Within a week, chintzy suit or not, she was booked. And within a few years, she was on the cover, photographed in Hawaii with a lion’s mane of wavy, shiny Little Mermaid hair in a teeny tiny bikini. At that time, the swimsuit issue cover was enough of a pop cultural milestone that she was invited on Late Night with David Letterman in 2011 to announce it. “I barely spoke English. Before I went on, they said to me, ‘You know, Dave can be very tricky.’ I didn’t even know who David Letterman was!” she says. “I thought, ‘Okay, I’m going to go on and take over. I’m not going to let him get me.’”

In the wake of charming Letterman and fronting Sports Illustrated, Shayk blossomed on the more commercial, mainstream side of the industry, featured in the Glamours and Cosmopolitans, fast fashion ad campaigns, and (notably, considering current relationship rumors) the music video for Kanye West’s “Power.” But she also had one eye on the more rarefied space of high fashion. She was noticing a shift in the industry and wanted to shift with it. As social justice movements grew through the 2010s and #MeToo began to send shockwaves through the culture, the glossy sex appeal embodied by Sports Illustrated and Victoria’s Secret was beginning to feel stale and problematic. Media was turning toward something rawer, realer, even political, and so were brands. Just this year, Victoria’s Secret ditched their famous glamazon Angels for LGBTQ+ activist and soccer player Megan Rapinoe as a spokesperson, and the 2021 Sports Illustrated Swimsuit issue cover girls — Naomi Osaka, Megan Thee Stallion, and trans model Leyna Bloom — are women of great professional and personal accomplishment, with much to say about feminism, mental health, gender identity, everything.

→ **Set exercise 1**
Extract the part of the records that opens with the line containing "Task: list a point for each instance of the wooden" and runs through the end of the records, and reproduce those lines unchanged.

[Object point labels]
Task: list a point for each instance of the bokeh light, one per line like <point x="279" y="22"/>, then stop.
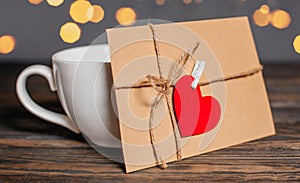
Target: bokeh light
<point x="97" y="13"/>
<point x="280" y="19"/>
<point x="55" y="2"/>
<point x="80" y="11"/>
<point x="70" y="32"/>
<point x="7" y="44"/>
<point x="265" y="9"/>
<point x="126" y="16"/>
<point x="35" y="2"/>
<point x="296" y="44"/>
<point x="160" y="2"/>
<point x="261" y="19"/>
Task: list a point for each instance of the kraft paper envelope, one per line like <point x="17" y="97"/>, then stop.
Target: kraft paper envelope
<point x="232" y="81"/>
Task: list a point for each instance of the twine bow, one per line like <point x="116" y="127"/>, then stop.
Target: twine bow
<point x="162" y="86"/>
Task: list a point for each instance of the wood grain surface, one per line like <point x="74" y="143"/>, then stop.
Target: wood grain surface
<point x="33" y="150"/>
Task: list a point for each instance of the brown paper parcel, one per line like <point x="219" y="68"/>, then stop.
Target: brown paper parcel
<point x="227" y="47"/>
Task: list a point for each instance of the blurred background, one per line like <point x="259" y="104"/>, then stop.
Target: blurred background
<point x="32" y="30"/>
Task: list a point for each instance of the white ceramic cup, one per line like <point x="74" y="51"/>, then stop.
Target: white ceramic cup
<point x="82" y="78"/>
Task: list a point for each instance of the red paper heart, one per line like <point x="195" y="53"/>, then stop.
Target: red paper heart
<point x="195" y="114"/>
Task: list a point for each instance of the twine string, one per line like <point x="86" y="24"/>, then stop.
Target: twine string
<point x="163" y="85"/>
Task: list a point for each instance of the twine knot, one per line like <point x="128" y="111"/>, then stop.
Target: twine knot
<point x="160" y="84"/>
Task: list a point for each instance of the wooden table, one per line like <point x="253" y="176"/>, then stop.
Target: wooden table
<point x="34" y="150"/>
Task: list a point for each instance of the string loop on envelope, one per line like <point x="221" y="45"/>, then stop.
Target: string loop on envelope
<point x="162" y="86"/>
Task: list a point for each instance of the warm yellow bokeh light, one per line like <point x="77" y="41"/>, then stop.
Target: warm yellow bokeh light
<point x="187" y="1"/>
<point x="7" y="44"/>
<point x="126" y="16"/>
<point x="261" y="19"/>
<point x="296" y="44"/>
<point x="70" y="32"/>
<point x="55" y="2"/>
<point x="160" y="2"/>
<point x="80" y="11"/>
<point x="35" y="2"/>
<point x="265" y="9"/>
<point x="280" y="19"/>
<point x="95" y="13"/>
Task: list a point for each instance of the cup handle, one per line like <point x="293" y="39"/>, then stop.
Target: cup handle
<point x="31" y="106"/>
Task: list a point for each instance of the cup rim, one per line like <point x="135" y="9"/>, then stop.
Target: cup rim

→ **Set exercise 2**
Translate this sentence from the passage about Shayk's modeling career into Spanish: "She was noticing a shift in the industry and wanted to shift with it."

→ **Written answer 1**
Task: list a point for each instance of the wooden table, one per line like <point x="253" y="176"/>, then stop.
Target: wooden table
<point x="34" y="150"/>
Task: list a point for each instance of the string loop on envelope, one per line like <point x="221" y="45"/>, then stop.
Target: string loop on envelope
<point x="162" y="86"/>
Task: list a point for each instance of the warm yellow bokeh light, one per line like <point x="77" y="41"/>, then stop.
Target: warm yellow bokeh light
<point x="187" y="1"/>
<point x="7" y="44"/>
<point x="126" y="16"/>
<point x="261" y="19"/>
<point x="296" y="44"/>
<point x="70" y="32"/>
<point x="55" y="2"/>
<point x="160" y="2"/>
<point x="80" y="11"/>
<point x="35" y="2"/>
<point x="265" y="9"/>
<point x="280" y="19"/>
<point x="95" y="13"/>
Task: list a point for each instance of the cup handle, one per line like <point x="293" y="39"/>, then stop.
Target: cup handle
<point x="31" y="106"/>
Task: list a point for each instance of the cup rim, one per line like <point x="135" y="9"/>, then stop.
Target: cup rim

→ **Written answer 2**
Estaba notando un cambio en la industria y quería cambiar con ella.